● **Source excerpt**:
— start —
# Huge Fee to Convert to Points?  Summer Bay Resort, Orlando



## New Englander (Oct 8, 2006)

HI:
I'm trying to make my first RCI points purchase and running into a snag. Would appreciate any help!

Briefly, I'm interested in purchasing 66,500 points at Summer Bay Resort in Orlando. When I called the resort to inquire about special assessments -- the salesperson told me that EACH TIME a unit changes ownership, there is a points conversion fee charge of $7,950!!!  Can this possibly be true or was she trying to discourage me from purchasing resale? She claimed that this fee is paid to RCI. A quick call to RCI disputed her claim, of course. 

But now I'm wondering if resorts can and do pull this stunt...meaning do they charge a hefty points conversion fee each time the timeshare changes hands? The seller is telling me that the property has already been converted to points at a cost of $3,000. 

This all sounds too BAD to be true to me. Seems to me the resale market wouldn't survive long if this were actually the case. 

Any insights on this?  THANKS!!


----------



## rickandcindy23 (Oct 8, 2006)

PAHIO does not even allow resale buyers to get points, at any price, which really devalues what the original purchaser bought, in my opinion.

Summer Bay may allow points to transfer into your name.  Maybe someone who has purchased a Summer Bay week can help with that one.  Unfortunately, the sales department is not going to have any helpful answers.


----------



## timeos2 (Oct 8, 2006)

*Anything is possible*

If this is true then I pitty the poor owners at the resort who decide to sell!  The cost to convert to RCI Points is only $199 - anything above that is going to the slaes weasels, resort, whoever.  It would be bad enough if they charge at an outrageous level like that even once but to say that if the week/points sell you have to pay again means the time is worthless. If this is really the deal then tell the owner "no thanks" and let them raise he** with the resort. You don't want to deal with a resort like that.
— end —
● **Coordinate labeling data**:
— start —
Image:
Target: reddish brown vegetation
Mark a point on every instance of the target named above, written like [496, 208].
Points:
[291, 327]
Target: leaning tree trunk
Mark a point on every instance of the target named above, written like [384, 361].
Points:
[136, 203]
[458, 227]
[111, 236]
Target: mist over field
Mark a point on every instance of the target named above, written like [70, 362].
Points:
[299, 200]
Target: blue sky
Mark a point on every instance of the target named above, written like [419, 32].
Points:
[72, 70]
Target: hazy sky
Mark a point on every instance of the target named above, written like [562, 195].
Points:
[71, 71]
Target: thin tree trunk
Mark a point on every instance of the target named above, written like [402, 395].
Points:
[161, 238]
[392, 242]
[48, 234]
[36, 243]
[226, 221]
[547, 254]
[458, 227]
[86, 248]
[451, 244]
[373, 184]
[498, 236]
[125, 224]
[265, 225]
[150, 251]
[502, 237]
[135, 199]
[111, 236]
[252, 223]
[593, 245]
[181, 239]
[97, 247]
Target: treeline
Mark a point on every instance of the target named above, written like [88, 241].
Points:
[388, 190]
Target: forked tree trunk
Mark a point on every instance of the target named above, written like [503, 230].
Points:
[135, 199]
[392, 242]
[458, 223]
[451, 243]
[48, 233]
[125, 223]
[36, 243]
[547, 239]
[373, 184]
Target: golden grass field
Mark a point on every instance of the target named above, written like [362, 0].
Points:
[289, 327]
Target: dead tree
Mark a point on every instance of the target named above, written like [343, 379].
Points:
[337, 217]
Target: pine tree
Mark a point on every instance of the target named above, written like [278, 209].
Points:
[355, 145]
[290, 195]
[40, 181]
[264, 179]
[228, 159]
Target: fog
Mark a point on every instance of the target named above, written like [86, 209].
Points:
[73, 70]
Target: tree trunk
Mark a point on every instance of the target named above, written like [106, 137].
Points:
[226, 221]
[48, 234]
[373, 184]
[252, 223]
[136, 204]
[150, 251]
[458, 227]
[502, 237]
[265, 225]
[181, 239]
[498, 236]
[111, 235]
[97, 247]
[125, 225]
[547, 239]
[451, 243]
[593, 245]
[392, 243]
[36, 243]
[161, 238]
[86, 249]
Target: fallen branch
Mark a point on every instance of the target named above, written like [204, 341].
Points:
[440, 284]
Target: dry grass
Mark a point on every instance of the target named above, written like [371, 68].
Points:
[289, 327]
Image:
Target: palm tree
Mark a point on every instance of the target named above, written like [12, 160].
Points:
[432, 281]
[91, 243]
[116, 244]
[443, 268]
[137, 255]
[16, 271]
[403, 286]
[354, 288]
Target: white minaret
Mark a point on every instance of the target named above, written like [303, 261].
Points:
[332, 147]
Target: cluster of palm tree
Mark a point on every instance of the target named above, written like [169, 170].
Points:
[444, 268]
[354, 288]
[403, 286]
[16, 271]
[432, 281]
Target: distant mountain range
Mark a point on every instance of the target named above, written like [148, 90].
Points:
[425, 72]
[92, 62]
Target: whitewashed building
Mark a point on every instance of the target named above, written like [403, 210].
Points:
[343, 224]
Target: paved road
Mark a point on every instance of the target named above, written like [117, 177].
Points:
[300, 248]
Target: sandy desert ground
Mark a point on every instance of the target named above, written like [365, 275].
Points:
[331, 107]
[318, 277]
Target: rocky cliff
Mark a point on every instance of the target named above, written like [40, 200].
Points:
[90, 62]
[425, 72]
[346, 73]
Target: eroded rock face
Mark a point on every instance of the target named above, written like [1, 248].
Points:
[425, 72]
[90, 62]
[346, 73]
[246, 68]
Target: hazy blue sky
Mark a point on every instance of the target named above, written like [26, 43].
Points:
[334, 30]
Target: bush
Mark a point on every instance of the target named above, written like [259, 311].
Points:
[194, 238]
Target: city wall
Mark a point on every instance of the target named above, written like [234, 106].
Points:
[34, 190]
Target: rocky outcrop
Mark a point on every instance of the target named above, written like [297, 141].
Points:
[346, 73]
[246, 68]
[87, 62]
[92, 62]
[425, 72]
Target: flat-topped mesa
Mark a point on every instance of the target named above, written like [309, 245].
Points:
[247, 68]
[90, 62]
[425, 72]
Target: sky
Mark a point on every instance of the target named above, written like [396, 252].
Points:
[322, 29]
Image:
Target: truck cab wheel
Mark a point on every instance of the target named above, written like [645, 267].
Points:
— end —
— start —
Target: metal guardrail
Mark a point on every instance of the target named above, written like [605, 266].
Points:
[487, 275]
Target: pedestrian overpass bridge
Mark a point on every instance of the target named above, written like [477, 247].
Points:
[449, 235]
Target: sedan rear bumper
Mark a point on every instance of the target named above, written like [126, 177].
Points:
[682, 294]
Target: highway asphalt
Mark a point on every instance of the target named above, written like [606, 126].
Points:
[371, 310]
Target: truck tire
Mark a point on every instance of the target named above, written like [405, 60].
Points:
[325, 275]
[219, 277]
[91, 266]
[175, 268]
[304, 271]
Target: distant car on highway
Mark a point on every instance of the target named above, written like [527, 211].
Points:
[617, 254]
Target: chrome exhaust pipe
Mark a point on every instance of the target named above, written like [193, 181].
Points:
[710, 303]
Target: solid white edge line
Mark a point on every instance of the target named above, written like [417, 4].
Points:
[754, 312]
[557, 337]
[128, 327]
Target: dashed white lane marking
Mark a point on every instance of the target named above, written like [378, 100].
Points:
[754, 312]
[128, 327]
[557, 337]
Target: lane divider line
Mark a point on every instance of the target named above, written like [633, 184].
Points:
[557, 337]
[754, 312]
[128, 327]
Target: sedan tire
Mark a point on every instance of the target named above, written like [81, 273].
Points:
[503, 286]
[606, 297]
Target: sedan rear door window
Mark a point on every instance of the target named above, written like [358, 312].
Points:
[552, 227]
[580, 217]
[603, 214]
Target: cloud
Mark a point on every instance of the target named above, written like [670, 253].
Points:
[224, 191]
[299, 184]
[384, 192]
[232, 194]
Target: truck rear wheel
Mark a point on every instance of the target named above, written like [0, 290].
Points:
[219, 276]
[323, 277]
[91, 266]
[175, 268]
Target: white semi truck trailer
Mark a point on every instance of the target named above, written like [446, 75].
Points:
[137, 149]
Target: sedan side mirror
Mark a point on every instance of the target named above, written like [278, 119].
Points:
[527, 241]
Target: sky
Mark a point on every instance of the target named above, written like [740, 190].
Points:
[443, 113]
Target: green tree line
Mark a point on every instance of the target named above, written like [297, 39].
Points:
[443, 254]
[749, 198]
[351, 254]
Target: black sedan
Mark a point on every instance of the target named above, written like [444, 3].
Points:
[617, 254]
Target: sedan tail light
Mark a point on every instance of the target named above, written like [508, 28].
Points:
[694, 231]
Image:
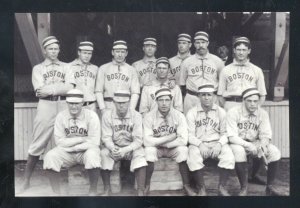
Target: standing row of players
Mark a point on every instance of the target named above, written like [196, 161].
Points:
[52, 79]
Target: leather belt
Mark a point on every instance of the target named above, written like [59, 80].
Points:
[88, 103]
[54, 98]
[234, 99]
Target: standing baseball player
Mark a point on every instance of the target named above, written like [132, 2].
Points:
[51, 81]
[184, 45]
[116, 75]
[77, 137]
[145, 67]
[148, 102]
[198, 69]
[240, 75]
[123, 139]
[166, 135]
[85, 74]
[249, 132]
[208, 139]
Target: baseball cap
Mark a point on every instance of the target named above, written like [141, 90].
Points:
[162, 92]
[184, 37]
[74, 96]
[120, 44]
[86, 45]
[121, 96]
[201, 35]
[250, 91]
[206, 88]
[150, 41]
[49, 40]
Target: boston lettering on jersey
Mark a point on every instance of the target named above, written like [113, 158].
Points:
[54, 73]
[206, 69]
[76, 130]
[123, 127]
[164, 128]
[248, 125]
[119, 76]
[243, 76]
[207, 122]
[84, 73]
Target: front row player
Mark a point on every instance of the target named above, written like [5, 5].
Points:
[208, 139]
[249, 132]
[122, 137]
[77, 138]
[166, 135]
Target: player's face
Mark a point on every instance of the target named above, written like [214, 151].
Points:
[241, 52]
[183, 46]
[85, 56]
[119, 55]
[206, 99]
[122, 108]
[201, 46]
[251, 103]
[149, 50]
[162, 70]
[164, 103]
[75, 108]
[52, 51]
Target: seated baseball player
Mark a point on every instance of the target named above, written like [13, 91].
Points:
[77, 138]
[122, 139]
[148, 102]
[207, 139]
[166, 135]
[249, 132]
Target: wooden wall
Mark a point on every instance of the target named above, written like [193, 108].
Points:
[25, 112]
— end —
● **Short problem**:
In the timeshare forum thread, write out the stretch from "## rickandcindy23 (Oct" through "any helpful answers." again, swapping "sales department" for "resort office".

● **Finished answer**:
## rickandcindy23 (Oct 8, 2006)

PAHIO does not even allow resale buyers to get points, at any price, which really devalues what the original purchaser bought, in my opinion.

Summer Bay may allow points to transfer into your name.  Maybe someone who has purchased a Summer Bay week can help with that one.  Unfortunately, the resort office is not going to have any helpful answers.